**WORK INSTRUCTIONS**
Copy out the passage on Ericsson, Nokia and open RAN word for word.

**READING PASSAGE**
--- START ---
Nokia has taken a stronger stance on open RAN, and Entner said the Finnish vendor needs to do more on that front than Ericsson because of its current position (which he categorized as “dire straits”) – but both need to take the opportunity to turn the shifts in network architecture into an advantage.

He likened the current environment to the timing of a switch from horse carriages to automobiles.

“Are we investing into better horse carriages or better cars?” Entner posited. “With the benefit of hindsight, the answer is logical.”

One place he said Ericsson needs to catch up is with companies like those included in Rakuten Mobile’s RCP (Rakuten Communications Platform), but he thinks the Open Lab shows progress in that direction.

Expanded scope over time

Ericsson expects the scope of its Open Lab to grow over time, as customer input and contributions increase. 

Shorter-term, Ericsson’s cloud RAN customers will have early access to development track configurations and related test cases at the Open Lab.
--- END ---
**LISTED ENTRIES**
--- START ---
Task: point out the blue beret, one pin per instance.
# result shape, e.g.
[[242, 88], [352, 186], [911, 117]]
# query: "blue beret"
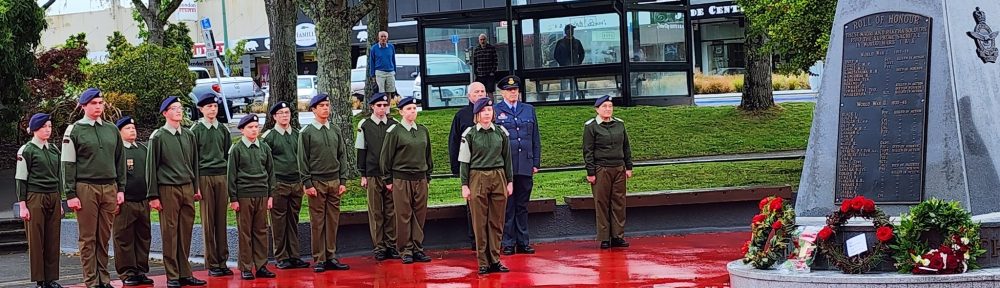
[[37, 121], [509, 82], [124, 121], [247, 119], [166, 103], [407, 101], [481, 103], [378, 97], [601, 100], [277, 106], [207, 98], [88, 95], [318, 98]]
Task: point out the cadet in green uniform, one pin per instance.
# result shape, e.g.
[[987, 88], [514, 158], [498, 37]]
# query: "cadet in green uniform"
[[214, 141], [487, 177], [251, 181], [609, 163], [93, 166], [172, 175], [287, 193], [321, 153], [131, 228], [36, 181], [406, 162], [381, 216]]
--- END ---
--- START ---
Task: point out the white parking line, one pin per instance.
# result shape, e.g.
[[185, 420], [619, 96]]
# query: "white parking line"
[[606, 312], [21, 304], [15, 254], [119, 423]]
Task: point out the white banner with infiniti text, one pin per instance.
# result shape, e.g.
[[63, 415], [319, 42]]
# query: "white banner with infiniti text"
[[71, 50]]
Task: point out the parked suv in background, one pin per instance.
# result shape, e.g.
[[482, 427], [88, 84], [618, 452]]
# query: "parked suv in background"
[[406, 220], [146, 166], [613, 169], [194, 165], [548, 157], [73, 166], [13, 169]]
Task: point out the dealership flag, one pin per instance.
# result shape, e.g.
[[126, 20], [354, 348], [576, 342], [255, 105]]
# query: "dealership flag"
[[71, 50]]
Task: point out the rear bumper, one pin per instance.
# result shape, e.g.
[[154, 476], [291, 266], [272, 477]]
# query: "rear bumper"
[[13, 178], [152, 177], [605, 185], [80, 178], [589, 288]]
--- END ---
--- START ---
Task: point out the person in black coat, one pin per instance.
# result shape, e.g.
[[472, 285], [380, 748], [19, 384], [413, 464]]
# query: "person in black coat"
--- END ---
**OUTPUT OF THE EXERCISE**
Nokia has taken a stronger stance on open RAN, and Entner said the Finnish vendor needs to do more on that front than Ericsson because of its current position (which he categorized as “dire straits”) – but both need to take the opportunity to turn the shifts in network architecture into an advantage.

He likened the current environment to the timing of a switch from horse carriages to automobiles.

“Are we investing into better horse carriages or better cars?” Entner posited. “With the benefit of hindsight, the answer is logical.”

One place he said Ericsson needs to catch up is with companies like those included in Rakuten Mobile’s RCP (Rakuten Communications Platform), but he thinks the Open Lab shows progress in that direction.

Expanded scope over time

Ericsson expects the scope of its Open Lab to grow over time, as customer input and contributions increase. 

Shorter-term, Ericsson’s cloud RAN customers will have early access to development track configurations and related test cases at the Open Lab.